**SHORT PROBLEM**
Repeat the items below with "that would be appreciated" swapped for "that would help" each time it occurs, keeping everything else unchanged.

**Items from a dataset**
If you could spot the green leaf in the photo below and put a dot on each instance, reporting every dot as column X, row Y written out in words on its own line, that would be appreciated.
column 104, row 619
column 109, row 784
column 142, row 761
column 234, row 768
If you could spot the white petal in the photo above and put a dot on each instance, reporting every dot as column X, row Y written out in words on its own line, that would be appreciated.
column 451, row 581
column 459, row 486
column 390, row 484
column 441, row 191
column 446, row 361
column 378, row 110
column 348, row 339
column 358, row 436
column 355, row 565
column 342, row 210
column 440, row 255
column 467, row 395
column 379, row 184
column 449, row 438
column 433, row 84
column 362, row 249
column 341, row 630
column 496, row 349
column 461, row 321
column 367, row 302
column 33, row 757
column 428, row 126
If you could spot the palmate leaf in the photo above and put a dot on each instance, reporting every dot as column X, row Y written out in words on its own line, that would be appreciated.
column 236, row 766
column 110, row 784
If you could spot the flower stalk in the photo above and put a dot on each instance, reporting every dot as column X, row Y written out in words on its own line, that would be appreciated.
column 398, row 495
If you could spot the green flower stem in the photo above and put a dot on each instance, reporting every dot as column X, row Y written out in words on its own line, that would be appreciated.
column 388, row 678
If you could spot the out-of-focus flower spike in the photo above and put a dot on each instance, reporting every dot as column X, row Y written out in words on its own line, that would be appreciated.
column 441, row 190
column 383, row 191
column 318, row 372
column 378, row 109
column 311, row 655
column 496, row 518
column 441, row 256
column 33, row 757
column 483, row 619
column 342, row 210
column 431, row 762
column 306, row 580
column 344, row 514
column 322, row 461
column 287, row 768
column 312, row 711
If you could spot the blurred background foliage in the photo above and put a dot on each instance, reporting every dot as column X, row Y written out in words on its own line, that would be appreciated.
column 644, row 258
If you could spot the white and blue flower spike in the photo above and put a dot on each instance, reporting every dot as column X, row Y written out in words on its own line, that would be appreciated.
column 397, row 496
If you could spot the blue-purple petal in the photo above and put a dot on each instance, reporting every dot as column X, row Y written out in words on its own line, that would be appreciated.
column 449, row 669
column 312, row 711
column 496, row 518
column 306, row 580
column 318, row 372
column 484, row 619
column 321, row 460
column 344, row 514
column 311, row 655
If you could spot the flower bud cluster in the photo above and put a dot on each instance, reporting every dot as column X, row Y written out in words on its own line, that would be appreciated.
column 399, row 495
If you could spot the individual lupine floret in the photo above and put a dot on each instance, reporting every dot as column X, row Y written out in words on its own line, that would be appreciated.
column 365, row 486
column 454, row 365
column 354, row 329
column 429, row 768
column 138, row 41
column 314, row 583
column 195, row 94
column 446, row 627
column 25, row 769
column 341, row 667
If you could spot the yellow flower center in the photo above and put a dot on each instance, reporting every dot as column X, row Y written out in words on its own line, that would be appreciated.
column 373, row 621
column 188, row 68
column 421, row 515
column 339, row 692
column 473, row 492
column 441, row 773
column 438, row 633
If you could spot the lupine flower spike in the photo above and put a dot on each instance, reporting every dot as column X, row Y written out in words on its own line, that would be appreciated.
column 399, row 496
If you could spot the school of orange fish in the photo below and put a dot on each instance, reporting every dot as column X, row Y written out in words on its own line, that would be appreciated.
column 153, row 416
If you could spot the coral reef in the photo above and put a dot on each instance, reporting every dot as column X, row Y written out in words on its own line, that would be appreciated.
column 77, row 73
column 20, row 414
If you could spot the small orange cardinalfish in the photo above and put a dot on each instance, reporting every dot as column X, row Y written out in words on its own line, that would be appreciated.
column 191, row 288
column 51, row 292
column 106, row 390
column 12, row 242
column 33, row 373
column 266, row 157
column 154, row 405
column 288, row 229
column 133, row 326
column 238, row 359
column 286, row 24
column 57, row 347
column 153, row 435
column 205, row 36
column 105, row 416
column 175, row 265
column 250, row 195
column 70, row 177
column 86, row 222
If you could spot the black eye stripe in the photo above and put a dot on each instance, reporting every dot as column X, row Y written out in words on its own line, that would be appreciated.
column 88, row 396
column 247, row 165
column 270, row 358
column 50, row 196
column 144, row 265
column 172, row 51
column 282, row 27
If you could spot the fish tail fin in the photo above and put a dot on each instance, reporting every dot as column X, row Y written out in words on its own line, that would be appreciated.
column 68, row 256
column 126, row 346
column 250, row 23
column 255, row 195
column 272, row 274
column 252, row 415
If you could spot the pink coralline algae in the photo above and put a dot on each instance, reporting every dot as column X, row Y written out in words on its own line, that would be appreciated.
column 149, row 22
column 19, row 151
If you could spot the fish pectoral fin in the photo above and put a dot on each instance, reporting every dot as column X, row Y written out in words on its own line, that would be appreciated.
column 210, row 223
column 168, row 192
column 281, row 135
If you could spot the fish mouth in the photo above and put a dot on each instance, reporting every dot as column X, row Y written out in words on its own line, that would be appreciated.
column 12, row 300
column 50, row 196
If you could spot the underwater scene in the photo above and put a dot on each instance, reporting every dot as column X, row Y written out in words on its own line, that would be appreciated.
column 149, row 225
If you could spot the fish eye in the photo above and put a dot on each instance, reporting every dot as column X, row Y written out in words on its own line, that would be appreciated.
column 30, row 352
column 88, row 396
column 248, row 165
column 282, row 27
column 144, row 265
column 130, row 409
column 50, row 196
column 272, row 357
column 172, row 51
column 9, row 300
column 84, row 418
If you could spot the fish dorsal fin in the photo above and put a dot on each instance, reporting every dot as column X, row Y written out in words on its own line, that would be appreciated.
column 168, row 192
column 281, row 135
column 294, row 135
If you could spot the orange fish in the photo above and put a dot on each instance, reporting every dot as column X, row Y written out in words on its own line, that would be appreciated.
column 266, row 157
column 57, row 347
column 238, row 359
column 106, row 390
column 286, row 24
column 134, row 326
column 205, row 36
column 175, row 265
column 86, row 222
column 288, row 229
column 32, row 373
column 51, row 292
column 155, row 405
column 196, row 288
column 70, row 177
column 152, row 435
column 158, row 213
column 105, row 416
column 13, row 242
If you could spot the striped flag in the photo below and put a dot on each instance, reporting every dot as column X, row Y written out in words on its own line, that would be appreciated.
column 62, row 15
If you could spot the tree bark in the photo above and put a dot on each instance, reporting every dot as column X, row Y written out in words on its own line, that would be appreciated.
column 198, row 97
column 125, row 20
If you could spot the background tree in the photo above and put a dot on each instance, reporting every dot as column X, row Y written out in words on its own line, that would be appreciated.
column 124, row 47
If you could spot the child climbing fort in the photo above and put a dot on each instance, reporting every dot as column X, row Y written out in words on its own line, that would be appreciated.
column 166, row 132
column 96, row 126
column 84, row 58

**WORKED SOLUTION**
If you could spot the green leaf in the photo below and put a dot on each instance, reporting every dot as column X, row Y written out in words on its own line, that would help.
column 104, row 619
column 109, row 784
column 142, row 761
column 234, row 768
If you could spot the white petal in the photo above and put a dot on each instance, reporting every dot as column X, row Y written out in words on its own line, that would help.
column 451, row 581
column 459, row 486
column 390, row 484
column 441, row 191
column 446, row 361
column 378, row 110
column 348, row 339
column 358, row 436
column 355, row 565
column 342, row 210
column 440, row 255
column 467, row 395
column 379, row 184
column 449, row 438
column 433, row 84
column 362, row 249
column 341, row 630
column 496, row 349
column 461, row 321
column 367, row 302
column 33, row 757
column 428, row 126
If you could spot the palmate leaf in the photo above and put a dot on each instance, reporting every dot as column X, row Y written out in words on its own line, that would help.
column 236, row 766
column 110, row 784
If you could spot the flower stalk in the photo above and put a dot on each instance, reporting every dot as column X, row Y written out in words on its own line, that would help.
column 398, row 495
If you could spot the green flower stem in the photo above and put a dot on each instance, reporting every dot as column X, row Y written out in words on its own line, that would help.
column 388, row 678
If you could spot the out-of-focus flower spike in the photo above and put a dot on each instance, reporting every dot as column X, row Y written out in words on its own line, that would help.
column 441, row 190
column 383, row 191
column 318, row 372
column 378, row 109
column 311, row 655
column 496, row 518
column 441, row 256
column 33, row 757
column 483, row 619
column 342, row 210
column 431, row 762
column 306, row 580
column 344, row 514
column 322, row 461
column 287, row 768
column 312, row 711
If you could spot the blurred background foliage in the photo above and put a dot on each instance, reporting every dot as column X, row Y written out in words on its own line, that would help.
column 644, row 258
If you could spot the white and blue flower spike in the photo above and put a dot on each instance, reporting every dot as column X, row Y written out in words on its own line, that would help.
column 397, row 496
If you could spot the blue-purple petal in the photo above and put a dot on each instance, reporting every dot as column X, row Y written out in words on its own line, that would help.
column 449, row 669
column 312, row 711
column 496, row 518
column 306, row 580
column 318, row 372
column 484, row 619
column 321, row 460
column 344, row 514
column 311, row 655
If you could spot the flower bud cluster in the photo above and put a dot on each instance, reporting every dot as column X, row Y written out in words on its own line, that would help.
column 399, row 495
If you could spot the individual lupine floret in the photo above and put a dot on each instance, reporting every dot as column X, row Y written out in words on its own line, that would help.
column 365, row 486
column 454, row 365
column 354, row 329
column 429, row 768
column 138, row 41
column 314, row 583
column 195, row 94
column 446, row 627
column 25, row 769
column 341, row 667
If you could spot the yellow flower center in the photo above and put a dot on each instance, reporting every dot as column X, row Y written out in words on its own line, that would help.
column 373, row 621
column 188, row 68
column 421, row 515
column 339, row 692
column 473, row 492
column 441, row 773
column 438, row 633
If you could spot the lupine flower spike in the photo above and put a dot on each instance, reporting every dot as column X, row Y written out in words on its own line, that would help.
column 399, row 496
If you could spot the school of orange fish in the photo below and put a dot on each instance, reporting every dot as column X, row Y written out in words on its own line, that would help.
column 153, row 416
If you could spot the coral reef in the photo above and put a dot on each instance, reporting every dot as column X, row Y written out in words on its own line, that would help.
column 77, row 73
column 20, row 414
If you could spot the small orange cardinalfish in the photo above and put a dot on each instance, reporting every dot as column X, row Y written out in words on its own line, that would help.
column 191, row 288
column 51, row 292
column 106, row 390
column 12, row 242
column 33, row 373
column 266, row 157
column 154, row 405
column 288, row 229
column 133, row 326
column 238, row 359
column 286, row 24
column 57, row 347
column 153, row 435
column 205, row 36
column 105, row 416
column 175, row 265
column 250, row 195
column 70, row 177
column 86, row 222
If you could spot the black eye stripe in the photo above and put a dot on each instance, reporting every dot as column X, row Y written out in words on its own line, that would help.
column 88, row 396
column 247, row 165
column 270, row 358
column 50, row 196
column 144, row 265
column 172, row 51
column 282, row 27
If you could spot the fish tail fin in the photo above and put a dot on each instance, reporting every dot as column X, row Y written out in words on its own line, that would help.
column 68, row 256
column 126, row 346
column 250, row 23
column 255, row 195
column 272, row 274
column 252, row 415
If you could spot the pink coralline algae in the photo above and put a dot on each instance, reporting every dot as column X, row Y written out in words on its own line, that would help.
column 149, row 22
column 19, row 151
If you could spot the fish pectoral fin in the photo above and put a dot on each instance, reporting every dot as column X, row Y written out in words on its own line, that would help.
column 210, row 223
column 168, row 192
column 281, row 135
If you could spot the fish mouth in the photo above and put a dot on each instance, reporting every dot as column X, row Y written out in words on its own line, that would help.
column 12, row 300
column 50, row 196
If you could spot the underwater scene in the photo above and put a dot on each instance, reporting every dot as column X, row Y written out in words on its own line, that would help.
column 149, row 225
If you could spot the fish eye in the photo above and put a dot on each instance, reporting every dot as column X, row Y written out in words on its own line, that would help.
column 30, row 352
column 88, row 396
column 248, row 165
column 282, row 27
column 144, row 265
column 130, row 409
column 50, row 196
column 272, row 357
column 172, row 51
column 9, row 300
column 84, row 418
If you could spot the fish dorsal fin in the photo above and put a dot on each instance, reporting every dot as column X, row Y written out in words on its own line, that would help.
column 168, row 192
column 281, row 135
column 294, row 135
If you could spot the orange fish in the photo above and put a dot on each instance, reporting every dot as column X, row Y written out in words on its own line, that would help.
column 266, row 157
column 57, row 347
column 238, row 359
column 106, row 390
column 286, row 24
column 134, row 326
column 205, row 36
column 175, row 265
column 86, row 222
column 288, row 229
column 32, row 373
column 51, row 292
column 155, row 405
column 196, row 288
column 70, row 177
column 152, row 435
column 158, row 213
column 105, row 416
column 13, row 242
If you could spot the striped flag in the photo below and put a dot on each instance, reporting every dot as column X, row Y written out in words on its own line, that would help.
column 62, row 15
If you could spot the tree bark in the photo above and put a dot on each instance, reporting every dot as column X, row Y written out in words on its own line, that would help.
column 198, row 97
column 125, row 20
If you could spot the background tree in the photo above and put a dot on each instance, reporting every dot as column X, row Y written out in words on its own line, that would help.
column 124, row 47
If you could spot the child climbing fort in the photo above and put a dot on each instance, reporting every dot as column X, row Y written out in words on its own line, that would help.
column 166, row 132
column 96, row 126
column 84, row 58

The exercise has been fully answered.